■ 给定文本
────────────────

11月10日, 2016 1,819 views次
Link
http://acm.hdu.edu.cn/showproblem.php?pid=1664
Problem
Given a positive integer n, your task is to find a positive integer m, which is a multiple of n, and that m contains the least number of different digits when represented in decimal. For example, number 1334 contains three different digits 1, 3 and 4.
Mean
给一个数N(1<=N<65536),找一个N的倍数,使得这个倍数中不同数的个数最小,如果有多解,输出最小的。
Analysis
根据数论知识,任意一个数的倍数中一定存在一个两个数字表示的。
然后暴力搜索这两种情况即可。
Code
#include <bits/stdc++.h>
using namespace std;
typedef pair<int, int> P;
const int maxn = 66666;
int N;
int cur[maxn], pre[maxn];
bool vis[maxn];
string ans;
void setAns(const string &x) {
if(ans.empty()) ans = move(x);
else if(x.size() < ans.size()) ans = move(x);
else if(x.size() == ans.size() && x < ans) ans = move(x);
}
void solve1(int x) {
memset(vis, false, sizeof(bool) * N);
int cur = x % N, cnt = 1;
while(!vis[cur]) {
vis[cur] = true;
if(cur == 0) break;
cnt += 1;
cur = (cur * 10 + x) % N;
}
if(vis[0]) setAns(string(cnt, x + '0'));
}
void solve2(int x, int y) {
memset(cur, -1, sizeof(int) * N);
memset(pre, -1, sizeof(int) * N);
queue<int> qu;
if(x != 0) qu.push(x % N), cur[x % N] = x;
if(y != 0) qu.push(y % N), cur[y % N] = y;
while(!qu.empty()) {
int u = qu.front(), v; qu.pop();
if(u == 0) break;
v = (u * 10 + x) % N;
if(cur[v] == -1) qu.push(v), cur[v] = x, pre[v] = u;
v = (u * 10 + y) % N;
if(cur[v] == -1) qu.push(v), cur[v] = y, pre[v] = u;
}
if(cur[0] != -1) {
string str;
int t = 0;
while(t != -1) {
str.push_back(cur[t] + '0');
t = pre[t];
}
reverse(str.begin(), str.end());
setAns(str);
}
}
int main() {
while(scanf("%d", &N), N) {
ans.clear();
for(int i = 1; i <= 9; ++i)

────────────────

■ 数据记录

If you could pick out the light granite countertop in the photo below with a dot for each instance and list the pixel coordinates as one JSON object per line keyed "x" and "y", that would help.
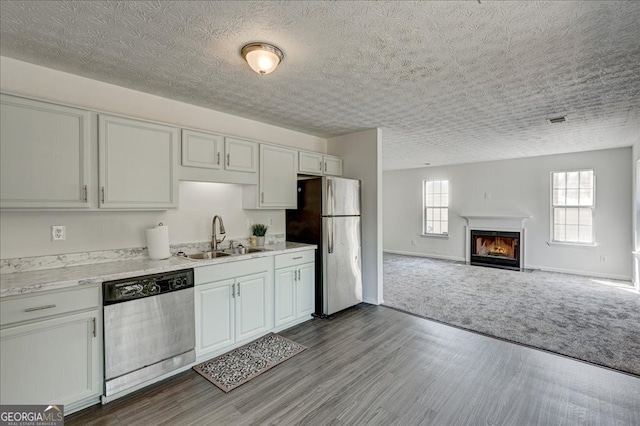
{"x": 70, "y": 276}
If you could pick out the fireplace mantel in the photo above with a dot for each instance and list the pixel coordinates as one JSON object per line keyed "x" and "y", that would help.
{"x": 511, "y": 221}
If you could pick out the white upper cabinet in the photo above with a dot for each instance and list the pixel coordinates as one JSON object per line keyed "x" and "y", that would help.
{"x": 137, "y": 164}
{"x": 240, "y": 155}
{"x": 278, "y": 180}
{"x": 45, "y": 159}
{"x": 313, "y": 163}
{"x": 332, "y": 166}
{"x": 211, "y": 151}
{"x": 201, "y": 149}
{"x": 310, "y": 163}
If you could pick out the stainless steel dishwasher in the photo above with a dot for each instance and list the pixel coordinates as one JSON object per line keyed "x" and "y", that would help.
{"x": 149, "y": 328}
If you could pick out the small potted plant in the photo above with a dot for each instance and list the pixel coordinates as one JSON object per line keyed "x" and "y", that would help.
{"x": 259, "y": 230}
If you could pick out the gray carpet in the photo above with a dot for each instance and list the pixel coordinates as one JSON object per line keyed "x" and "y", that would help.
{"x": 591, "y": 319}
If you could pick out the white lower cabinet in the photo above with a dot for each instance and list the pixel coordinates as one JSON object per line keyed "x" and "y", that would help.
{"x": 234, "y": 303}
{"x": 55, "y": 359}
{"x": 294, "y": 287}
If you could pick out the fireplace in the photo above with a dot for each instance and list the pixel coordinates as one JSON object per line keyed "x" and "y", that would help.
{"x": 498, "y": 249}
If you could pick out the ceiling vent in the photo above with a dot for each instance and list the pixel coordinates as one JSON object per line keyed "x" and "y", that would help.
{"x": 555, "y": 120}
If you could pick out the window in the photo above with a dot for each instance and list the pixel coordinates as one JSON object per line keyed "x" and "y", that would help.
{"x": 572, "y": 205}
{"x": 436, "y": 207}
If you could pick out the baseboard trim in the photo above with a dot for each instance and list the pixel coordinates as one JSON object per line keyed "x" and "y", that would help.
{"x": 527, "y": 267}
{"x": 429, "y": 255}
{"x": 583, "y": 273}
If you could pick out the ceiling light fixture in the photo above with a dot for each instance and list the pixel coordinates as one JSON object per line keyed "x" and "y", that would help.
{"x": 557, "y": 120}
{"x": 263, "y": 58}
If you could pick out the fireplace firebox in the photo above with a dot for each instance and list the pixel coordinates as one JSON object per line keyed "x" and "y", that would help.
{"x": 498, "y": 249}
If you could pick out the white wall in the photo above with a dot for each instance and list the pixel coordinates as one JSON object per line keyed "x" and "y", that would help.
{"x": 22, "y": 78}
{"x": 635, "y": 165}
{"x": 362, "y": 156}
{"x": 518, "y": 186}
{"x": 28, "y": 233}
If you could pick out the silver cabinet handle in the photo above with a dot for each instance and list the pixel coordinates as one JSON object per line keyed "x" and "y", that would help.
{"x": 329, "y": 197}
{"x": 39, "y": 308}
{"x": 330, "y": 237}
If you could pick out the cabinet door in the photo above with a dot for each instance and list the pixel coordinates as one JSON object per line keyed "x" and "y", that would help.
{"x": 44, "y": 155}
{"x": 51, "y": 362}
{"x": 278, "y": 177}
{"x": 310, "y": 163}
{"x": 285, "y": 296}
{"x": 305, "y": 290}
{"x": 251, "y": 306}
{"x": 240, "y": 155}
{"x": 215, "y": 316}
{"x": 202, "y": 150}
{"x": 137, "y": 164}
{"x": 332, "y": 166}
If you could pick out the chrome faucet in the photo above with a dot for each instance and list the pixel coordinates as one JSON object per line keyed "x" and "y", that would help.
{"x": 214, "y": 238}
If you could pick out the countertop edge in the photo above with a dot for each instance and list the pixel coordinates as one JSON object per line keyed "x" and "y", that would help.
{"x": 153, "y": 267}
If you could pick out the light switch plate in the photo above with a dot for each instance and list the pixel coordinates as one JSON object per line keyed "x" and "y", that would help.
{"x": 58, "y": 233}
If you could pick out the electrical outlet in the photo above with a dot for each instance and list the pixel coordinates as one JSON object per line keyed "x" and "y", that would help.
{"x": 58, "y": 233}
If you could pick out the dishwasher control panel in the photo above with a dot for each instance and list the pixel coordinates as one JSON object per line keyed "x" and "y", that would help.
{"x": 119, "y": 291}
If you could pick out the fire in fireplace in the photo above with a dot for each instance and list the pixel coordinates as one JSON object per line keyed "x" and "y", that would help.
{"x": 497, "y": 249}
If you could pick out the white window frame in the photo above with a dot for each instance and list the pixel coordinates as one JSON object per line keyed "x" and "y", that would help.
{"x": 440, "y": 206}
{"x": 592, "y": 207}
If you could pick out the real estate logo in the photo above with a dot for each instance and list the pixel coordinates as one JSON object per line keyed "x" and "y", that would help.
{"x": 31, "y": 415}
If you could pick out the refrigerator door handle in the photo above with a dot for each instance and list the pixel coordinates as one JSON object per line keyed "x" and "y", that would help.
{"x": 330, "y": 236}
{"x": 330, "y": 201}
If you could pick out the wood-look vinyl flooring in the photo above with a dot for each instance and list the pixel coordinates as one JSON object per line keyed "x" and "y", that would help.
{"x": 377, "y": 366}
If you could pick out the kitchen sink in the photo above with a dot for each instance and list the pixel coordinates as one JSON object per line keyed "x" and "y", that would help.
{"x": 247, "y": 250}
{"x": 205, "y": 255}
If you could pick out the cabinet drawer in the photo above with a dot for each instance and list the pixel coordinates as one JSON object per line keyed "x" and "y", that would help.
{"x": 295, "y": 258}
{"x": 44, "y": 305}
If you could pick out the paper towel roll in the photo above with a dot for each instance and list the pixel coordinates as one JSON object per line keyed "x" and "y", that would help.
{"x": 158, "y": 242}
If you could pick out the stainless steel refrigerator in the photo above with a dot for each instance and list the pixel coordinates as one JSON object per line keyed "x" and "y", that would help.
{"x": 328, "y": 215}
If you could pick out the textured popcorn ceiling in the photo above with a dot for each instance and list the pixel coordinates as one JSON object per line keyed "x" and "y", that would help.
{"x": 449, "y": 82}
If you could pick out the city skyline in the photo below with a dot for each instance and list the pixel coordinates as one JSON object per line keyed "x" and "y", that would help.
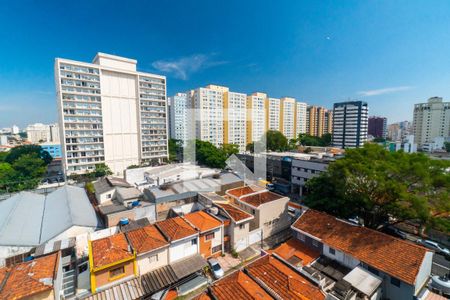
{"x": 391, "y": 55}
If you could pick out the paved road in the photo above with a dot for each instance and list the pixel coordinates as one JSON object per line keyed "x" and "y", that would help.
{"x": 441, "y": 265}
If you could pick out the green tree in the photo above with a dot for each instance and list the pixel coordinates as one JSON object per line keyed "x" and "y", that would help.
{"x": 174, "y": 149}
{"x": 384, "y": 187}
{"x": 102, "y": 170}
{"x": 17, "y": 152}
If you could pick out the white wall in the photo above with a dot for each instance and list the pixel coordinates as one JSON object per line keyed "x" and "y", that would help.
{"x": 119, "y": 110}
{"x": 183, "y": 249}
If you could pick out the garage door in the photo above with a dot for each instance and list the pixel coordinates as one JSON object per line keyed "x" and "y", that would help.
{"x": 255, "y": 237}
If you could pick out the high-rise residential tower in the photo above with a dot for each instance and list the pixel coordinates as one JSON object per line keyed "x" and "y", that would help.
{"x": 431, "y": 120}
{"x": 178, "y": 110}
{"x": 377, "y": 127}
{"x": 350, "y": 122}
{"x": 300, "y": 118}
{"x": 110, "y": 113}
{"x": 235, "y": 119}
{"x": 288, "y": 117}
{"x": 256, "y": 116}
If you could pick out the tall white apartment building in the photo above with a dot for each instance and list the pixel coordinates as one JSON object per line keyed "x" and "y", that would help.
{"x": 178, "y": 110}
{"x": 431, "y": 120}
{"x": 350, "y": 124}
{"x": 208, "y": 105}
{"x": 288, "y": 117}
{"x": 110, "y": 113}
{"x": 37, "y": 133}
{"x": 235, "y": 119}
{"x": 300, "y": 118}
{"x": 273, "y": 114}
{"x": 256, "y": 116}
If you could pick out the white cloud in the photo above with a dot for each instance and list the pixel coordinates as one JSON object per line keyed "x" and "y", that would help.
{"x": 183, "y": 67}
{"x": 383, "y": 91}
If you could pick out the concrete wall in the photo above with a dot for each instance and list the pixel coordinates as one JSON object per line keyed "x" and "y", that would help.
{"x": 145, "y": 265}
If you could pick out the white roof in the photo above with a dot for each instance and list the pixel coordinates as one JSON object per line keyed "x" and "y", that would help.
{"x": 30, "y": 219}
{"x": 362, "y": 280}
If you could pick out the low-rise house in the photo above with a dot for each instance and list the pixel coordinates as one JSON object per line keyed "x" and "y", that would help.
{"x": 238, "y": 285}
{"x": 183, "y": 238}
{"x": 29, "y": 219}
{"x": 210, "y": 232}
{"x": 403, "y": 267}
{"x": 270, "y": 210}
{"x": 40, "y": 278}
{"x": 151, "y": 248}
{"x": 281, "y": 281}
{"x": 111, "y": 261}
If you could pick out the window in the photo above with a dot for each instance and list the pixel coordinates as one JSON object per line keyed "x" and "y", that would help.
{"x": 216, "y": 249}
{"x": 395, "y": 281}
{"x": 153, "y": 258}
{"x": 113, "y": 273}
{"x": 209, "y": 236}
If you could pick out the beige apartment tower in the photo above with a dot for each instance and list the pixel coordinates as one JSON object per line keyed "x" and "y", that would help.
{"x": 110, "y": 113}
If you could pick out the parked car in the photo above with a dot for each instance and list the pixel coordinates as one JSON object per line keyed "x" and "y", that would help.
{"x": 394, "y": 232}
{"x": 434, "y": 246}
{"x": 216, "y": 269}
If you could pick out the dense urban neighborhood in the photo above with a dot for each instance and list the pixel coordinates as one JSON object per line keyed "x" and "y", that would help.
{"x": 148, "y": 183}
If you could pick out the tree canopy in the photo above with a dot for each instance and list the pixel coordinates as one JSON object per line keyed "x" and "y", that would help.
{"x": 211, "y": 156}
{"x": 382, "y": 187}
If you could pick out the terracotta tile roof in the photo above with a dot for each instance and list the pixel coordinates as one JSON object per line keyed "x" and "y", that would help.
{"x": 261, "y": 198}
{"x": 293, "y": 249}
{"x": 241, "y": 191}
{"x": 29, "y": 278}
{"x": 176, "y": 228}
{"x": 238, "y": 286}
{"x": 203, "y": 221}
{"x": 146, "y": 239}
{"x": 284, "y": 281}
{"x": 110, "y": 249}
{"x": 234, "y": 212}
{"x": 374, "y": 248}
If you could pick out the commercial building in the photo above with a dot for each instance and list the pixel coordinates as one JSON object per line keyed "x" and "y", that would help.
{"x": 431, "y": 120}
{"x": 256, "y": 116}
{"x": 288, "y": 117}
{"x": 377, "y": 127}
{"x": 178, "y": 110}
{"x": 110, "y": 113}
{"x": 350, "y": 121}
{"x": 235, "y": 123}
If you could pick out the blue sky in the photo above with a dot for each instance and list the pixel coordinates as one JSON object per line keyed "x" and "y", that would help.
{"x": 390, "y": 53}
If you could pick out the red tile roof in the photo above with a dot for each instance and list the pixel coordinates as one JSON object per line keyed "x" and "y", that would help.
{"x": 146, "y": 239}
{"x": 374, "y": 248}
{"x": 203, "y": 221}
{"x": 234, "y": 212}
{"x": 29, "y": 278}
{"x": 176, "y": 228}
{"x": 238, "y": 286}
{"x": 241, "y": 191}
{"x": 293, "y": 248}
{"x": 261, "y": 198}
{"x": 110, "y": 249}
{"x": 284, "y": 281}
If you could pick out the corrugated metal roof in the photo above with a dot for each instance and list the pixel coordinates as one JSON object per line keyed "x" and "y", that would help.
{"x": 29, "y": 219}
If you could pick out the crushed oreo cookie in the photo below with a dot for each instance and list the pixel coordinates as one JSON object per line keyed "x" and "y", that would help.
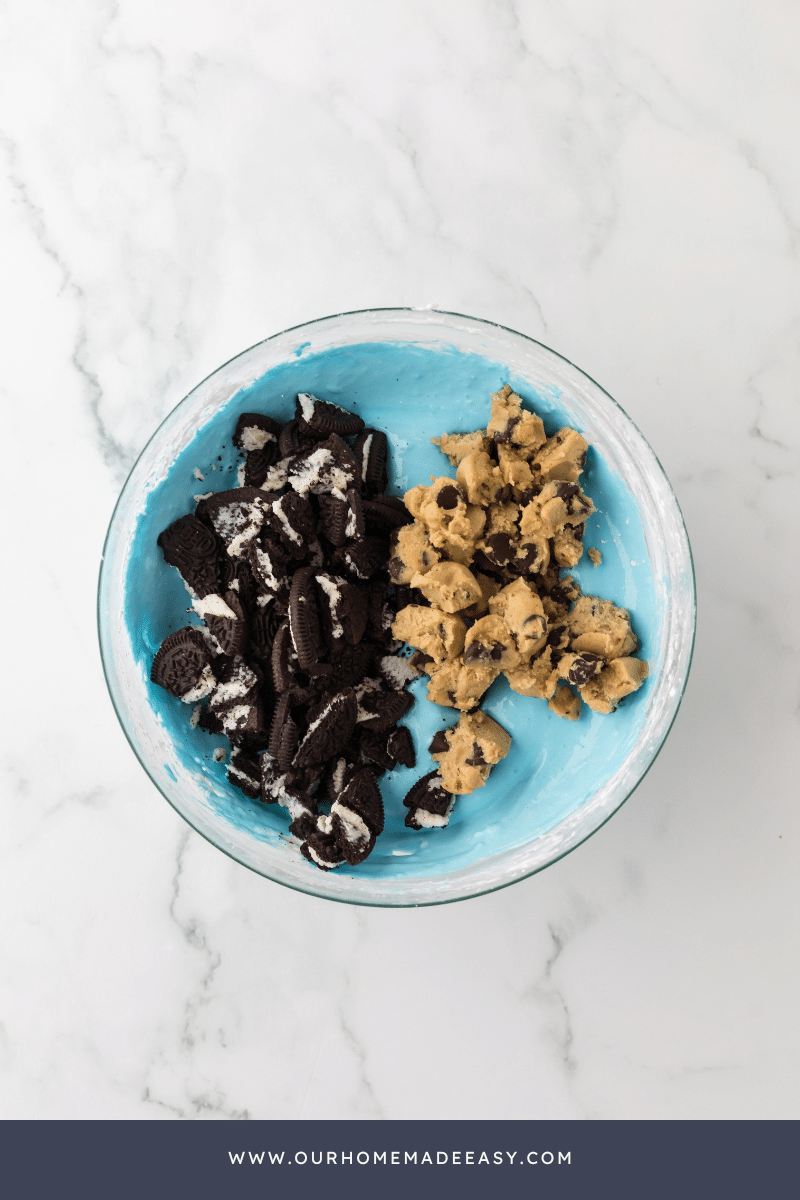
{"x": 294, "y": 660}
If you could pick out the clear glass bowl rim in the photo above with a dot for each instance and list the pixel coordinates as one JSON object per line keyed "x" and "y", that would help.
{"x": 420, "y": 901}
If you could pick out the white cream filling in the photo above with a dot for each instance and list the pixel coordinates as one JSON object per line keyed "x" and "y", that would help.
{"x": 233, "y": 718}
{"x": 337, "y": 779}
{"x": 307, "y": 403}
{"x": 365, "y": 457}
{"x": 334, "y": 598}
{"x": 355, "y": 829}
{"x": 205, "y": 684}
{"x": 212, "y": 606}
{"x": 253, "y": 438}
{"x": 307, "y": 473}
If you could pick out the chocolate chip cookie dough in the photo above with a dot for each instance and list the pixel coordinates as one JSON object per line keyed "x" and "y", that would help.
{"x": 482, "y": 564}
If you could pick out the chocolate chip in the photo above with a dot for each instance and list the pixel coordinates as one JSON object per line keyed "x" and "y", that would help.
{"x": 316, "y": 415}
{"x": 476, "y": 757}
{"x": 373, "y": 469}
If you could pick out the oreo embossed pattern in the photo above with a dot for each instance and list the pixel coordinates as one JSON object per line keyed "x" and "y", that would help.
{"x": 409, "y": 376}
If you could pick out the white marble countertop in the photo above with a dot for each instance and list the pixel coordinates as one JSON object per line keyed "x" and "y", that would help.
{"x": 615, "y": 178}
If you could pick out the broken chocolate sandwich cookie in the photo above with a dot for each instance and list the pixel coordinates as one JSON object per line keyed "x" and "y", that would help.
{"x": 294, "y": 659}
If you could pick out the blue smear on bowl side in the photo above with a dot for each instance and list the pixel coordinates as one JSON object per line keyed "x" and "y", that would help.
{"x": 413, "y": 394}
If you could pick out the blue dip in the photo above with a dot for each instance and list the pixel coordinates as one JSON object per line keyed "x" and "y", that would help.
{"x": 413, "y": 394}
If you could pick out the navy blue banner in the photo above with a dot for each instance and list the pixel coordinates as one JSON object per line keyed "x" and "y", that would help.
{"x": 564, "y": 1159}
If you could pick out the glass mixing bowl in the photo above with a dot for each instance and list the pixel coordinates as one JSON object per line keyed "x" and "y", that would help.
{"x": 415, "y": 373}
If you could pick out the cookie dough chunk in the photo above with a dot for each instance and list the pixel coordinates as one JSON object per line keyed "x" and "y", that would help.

────────────────

■ 挑战任务
**a)** 判断以下三项陈述是否与给定文本相符,并分别回答“是”或“否”,同时逐字引用给定文本中起决定作用的原文:(i) 题目中N的取值可以等于65536;(ii) 若有多个解,应输出其中最小的一个;(iii) 分析部分认为,任意一个数的倍数中一定存在一个由两个数字表示的数。
**b)** 请返回记录中所有包含字符串“bowl”的行,区分大小写。

■ 最终答案
**a)**
(i) 否:“1<=N<65536”
(ii) 是:“如果有多解,输出最小的”
(iii) 是:“任意一个数的倍数中一定存在一个两个数字表示的”

**b)**
If you could pick out the clear glass bowl rim in the photo above with a dot for each instance and list the pixel coordinates as one JSON object per line keyed "x" and "y", that would help.
If you could pick out the blue smear on bowl side in the photo above with a dot for each instance and list the pixel coordinates as one JSON object per line keyed "x" and "y", that would help.
If you could pick out the glass mixing bowl in the photo above with a dot for each instance and list the pixel coordinates as one JSON object per line keyed "x" and "y", that would help.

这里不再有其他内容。